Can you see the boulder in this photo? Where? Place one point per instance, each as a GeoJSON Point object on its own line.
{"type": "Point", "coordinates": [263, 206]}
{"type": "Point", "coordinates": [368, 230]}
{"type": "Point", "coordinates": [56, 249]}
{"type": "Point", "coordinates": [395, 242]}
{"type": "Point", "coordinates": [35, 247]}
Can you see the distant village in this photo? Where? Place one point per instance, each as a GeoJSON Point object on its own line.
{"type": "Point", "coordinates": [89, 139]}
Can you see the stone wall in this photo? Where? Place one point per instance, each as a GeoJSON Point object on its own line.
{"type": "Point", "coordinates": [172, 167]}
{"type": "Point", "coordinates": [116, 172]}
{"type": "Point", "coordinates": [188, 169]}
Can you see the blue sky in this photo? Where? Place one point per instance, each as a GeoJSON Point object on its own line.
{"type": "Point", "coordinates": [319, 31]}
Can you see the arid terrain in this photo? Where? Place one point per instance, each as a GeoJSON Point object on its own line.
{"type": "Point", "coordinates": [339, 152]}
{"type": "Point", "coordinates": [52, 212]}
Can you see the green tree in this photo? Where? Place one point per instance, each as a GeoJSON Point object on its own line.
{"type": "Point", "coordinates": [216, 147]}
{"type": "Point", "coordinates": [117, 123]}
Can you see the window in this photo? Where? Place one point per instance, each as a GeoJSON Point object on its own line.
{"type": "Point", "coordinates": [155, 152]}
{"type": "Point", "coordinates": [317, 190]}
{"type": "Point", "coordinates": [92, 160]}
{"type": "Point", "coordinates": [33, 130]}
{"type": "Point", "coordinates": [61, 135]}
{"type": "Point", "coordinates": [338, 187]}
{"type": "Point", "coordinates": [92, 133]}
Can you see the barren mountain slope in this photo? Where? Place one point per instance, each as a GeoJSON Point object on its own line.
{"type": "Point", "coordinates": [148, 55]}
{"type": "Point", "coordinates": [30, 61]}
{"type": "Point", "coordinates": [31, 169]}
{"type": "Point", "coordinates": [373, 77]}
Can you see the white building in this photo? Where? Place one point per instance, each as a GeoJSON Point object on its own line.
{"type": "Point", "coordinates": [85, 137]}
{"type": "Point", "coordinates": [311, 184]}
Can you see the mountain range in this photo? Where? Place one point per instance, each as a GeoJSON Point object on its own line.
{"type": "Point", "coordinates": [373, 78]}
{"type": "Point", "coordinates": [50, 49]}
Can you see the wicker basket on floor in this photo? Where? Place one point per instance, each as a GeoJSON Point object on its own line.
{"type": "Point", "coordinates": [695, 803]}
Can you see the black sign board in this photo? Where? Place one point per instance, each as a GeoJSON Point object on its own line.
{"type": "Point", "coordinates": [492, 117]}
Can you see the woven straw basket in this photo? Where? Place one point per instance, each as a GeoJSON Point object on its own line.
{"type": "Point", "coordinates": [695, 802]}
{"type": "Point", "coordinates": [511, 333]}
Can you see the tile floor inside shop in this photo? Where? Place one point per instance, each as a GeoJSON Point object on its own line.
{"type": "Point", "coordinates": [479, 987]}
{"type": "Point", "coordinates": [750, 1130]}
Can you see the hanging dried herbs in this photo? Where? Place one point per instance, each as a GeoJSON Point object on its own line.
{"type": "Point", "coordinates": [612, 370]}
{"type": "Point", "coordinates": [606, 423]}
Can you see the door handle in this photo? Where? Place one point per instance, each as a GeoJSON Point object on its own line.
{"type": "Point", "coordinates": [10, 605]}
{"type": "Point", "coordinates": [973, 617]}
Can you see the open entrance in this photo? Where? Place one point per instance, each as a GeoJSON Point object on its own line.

________

ASSIGNMENT. Output a faithful copy of every entry, keeping each line as written.

EXPECTED ANSWER.
Can you see the boulder in this photo? Where? Place one point per instance, each as a GeoJSON Point object on its own line.
{"type": "Point", "coordinates": [263, 206]}
{"type": "Point", "coordinates": [368, 230]}
{"type": "Point", "coordinates": [56, 249]}
{"type": "Point", "coordinates": [395, 242]}
{"type": "Point", "coordinates": [35, 247]}
Can you see the distant village in this photo? Where? Place one point per instance, each as a GeoJSON Point object on its own line.
{"type": "Point", "coordinates": [89, 139]}
Can you see the stone wall in this photo? Where? Place one point per instance, each as a GeoJSON Point object on its own line.
{"type": "Point", "coordinates": [172, 167]}
{"type": "Point", "coordinates": [116, 172]}
{"type": "Point", "coordinates": [188, 169]}
Can you see the blue sky in this photo? Where? Place one point per instance, each as a GeoJSON Point object on its own line.
{"type": "Point", "coordinates": [319, 31]}
Can you see the arid terrain in this photo? Where? Place one point per instance, each as a GeoJSON Point object on its own line.
{"type": "Point", "coordinates": [339, 152]}
{"type": "Point", "coordinates": [52, 212]}
Can you see the green tree in this photo? Where? Place one point per instance, each as a GeoJSON Point object on its own line.
{"type": "Point", "coordinates": [216, 147]}
{"type": "Point", "coordinates": [117, 123]}
Can you see the window in this photo? Where? Place one point per instance, each as a GeoJSON Point object on its own line.
{"type": "Point", "coordinates": [155, 152]}
{"type": "Point", "coordinates": [317, 190]}
{"type": "Point", "coordinates": [92, 160]}
{"type": "Point", "coordinates": [33, 130]}
{"type": "Point", "coordinates": [61, 135]}
{"type": "Point", "coordinates": [338, 187]}
{"type": "Point", "coordinates": [92, 133]}
Can you see the barren mountain slope in this photo? Where? Place one point per instance, each as a GeoJSON Point object on its own line.
{"type": "Point", "coordinates": [148, 55]}
{"type": "Point", "coordinates": [30, 61]}
{"type": "Point", "coordinates": [31, 169]}
{"type": "Point", "coordinates": [373, 77]}
Can you see the white building in this photo? Where? Place one point per instance, each as a GeoJSON Point object on its own line.
{"type": "Point", "coordinates": [85, 137]}
{"type": "Point", "coordinates": [311, 184]}
Can you see the mountain range in this photo? Where? Place one point per instance, each as a GeoJSON Point object on its own line.
{"type": "Point", "coordinates": [373, 78]}
{"type": "Point", "coordinates": [50, 49]}
Can you see the wicker basket on floor in this photo? Where? Place one point per instance, each as a GeoJSON Point object on its own line.
{"type": "Point", "coordinates": [695, 803]}
Can you see the black sign board in this photo? Where? Place one point per instance, each as a GeoJSON Point object on its own line.
{"type": "Point", "coordinates": [492, 117]}
Can you see the woven straw basket in this photo? Where? Place one point per instance, each as a GeoJSON Point object on its own line.
{"type": "Point", "coordinates": [695, 802]}
{"type": "Point", "coordinates": [511, 333]}
Can you see the tile floor inside shop in this photo? Where? Place one point per instance, each as a GeoJSON Point object on its own line.
{"type": "Point", "coordinates": [479, 987]}
{"type": "Point", "coordinates": [750, 1130]}
Can you see the hanging dried herbs in this photo? Where? Place one point per instance, each as a GeoJSON Point object on its own line.
{"type": "Point", "coordinates": [612, 370]}
{"type": "Point", "coordinates": [606, 423]}
Can you see the door handle in this photo? Where? Place one point per instance, each as a GeoJSON Point object on its own line.
{"type": "Point", "coordinates": [10, 605]}
{"type": "Point", "coordinates": [973, 617]}
Can you see the open entrance in this photo? Where? Place one point per instance, each as a GeoJSON Point object on its own line.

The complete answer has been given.